## Begin Dataset content

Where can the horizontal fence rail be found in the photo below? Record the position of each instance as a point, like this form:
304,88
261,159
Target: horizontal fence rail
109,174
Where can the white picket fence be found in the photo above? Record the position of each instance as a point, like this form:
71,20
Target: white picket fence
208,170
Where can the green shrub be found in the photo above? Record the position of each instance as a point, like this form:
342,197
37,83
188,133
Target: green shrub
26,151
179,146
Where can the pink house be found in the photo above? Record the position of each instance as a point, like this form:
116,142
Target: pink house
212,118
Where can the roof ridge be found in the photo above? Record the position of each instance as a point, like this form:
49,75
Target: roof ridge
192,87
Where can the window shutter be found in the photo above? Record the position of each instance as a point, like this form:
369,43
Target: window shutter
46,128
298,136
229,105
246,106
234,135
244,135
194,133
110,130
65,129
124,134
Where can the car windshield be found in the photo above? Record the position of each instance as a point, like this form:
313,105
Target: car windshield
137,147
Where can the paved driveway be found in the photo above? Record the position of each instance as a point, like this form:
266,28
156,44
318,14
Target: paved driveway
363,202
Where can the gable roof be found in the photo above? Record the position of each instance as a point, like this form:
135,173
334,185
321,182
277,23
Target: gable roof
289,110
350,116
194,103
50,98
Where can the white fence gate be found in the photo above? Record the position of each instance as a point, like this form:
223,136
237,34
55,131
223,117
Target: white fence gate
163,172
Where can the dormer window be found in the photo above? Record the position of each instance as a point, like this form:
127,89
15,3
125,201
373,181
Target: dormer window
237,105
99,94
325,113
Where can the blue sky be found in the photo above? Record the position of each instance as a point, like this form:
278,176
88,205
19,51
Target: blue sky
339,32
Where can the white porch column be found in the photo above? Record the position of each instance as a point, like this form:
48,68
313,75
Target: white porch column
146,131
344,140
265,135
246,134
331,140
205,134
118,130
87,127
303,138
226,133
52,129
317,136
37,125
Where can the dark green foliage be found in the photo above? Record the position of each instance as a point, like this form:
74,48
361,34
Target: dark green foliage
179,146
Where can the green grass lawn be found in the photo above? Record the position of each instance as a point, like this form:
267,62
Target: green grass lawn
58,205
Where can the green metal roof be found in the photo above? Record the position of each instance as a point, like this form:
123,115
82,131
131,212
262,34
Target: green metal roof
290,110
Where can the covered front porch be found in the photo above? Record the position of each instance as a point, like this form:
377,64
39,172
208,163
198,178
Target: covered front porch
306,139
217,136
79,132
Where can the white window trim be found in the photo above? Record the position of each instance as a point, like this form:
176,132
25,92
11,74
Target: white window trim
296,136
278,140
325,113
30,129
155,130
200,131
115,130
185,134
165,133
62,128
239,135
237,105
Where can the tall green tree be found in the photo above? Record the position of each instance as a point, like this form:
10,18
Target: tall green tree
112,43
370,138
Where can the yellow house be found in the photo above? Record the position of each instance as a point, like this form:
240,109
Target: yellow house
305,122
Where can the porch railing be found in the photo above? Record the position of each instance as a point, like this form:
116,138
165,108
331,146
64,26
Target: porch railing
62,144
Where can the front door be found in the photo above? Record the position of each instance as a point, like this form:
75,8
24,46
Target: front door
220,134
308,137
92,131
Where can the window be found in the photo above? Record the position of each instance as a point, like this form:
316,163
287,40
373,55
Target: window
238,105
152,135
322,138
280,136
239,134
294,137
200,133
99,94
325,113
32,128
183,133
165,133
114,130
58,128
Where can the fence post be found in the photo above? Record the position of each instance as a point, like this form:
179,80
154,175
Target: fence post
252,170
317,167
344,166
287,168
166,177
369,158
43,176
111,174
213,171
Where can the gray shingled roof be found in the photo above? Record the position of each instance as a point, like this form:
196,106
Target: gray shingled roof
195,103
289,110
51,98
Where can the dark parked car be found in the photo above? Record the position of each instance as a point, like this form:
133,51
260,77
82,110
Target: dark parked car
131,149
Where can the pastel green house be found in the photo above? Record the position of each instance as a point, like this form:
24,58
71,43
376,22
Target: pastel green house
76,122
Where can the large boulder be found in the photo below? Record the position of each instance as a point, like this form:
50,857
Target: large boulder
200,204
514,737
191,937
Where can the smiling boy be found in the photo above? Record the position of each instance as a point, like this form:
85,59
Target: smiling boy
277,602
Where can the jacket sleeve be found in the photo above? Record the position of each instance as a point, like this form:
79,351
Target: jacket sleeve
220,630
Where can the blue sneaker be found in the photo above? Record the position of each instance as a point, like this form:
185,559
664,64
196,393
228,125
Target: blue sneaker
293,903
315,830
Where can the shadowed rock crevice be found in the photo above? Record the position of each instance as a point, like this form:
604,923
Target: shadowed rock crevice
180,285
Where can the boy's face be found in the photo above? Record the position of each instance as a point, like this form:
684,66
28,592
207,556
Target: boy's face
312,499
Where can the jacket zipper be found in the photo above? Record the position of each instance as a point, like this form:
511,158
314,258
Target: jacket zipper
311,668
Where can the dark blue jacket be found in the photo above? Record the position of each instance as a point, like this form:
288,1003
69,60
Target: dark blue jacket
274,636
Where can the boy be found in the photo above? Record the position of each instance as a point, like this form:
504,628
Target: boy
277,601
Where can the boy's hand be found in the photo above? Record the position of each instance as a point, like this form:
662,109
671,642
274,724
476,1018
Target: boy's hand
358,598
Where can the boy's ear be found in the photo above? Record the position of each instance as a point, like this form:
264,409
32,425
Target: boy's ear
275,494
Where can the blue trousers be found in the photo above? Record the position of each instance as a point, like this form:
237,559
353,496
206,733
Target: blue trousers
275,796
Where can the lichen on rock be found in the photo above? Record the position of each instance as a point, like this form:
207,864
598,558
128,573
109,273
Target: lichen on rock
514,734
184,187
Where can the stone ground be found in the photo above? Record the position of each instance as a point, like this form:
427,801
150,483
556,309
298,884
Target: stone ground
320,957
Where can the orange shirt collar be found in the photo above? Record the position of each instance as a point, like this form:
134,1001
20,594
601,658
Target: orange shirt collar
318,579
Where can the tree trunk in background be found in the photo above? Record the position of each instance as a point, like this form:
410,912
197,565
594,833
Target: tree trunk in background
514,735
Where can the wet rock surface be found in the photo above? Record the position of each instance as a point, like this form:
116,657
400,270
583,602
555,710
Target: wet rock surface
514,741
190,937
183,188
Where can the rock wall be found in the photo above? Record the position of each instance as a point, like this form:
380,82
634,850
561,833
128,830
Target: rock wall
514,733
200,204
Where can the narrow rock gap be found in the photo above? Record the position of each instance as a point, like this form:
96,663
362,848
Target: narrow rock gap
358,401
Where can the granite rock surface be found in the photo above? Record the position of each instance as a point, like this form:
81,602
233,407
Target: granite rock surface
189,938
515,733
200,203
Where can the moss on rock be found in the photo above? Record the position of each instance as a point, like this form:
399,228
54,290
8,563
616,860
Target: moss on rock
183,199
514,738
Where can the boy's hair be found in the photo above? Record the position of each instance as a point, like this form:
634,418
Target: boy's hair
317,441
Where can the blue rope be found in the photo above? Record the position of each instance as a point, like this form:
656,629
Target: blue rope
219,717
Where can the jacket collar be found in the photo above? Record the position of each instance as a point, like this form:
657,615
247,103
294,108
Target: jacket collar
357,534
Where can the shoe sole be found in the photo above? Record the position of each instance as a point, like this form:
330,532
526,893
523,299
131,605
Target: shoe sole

## End Dataset content

▶ Brief
Set down, word for word, the lines of the records above, starting at the line containing "Where can the jacket collar" and continuing through the final line of the records.

▶ Written answer
Where can the jacket collar be found in the photo above? Record the position of each instance as a point, like this form:
657,615
247,103
294,108
Target: jacket collar
357,534
Where can the shoe sole be found in the photo above? Record the position of each instance as a point, like this form:
330,532
526,893
523,299
131,605
Target: shoe sole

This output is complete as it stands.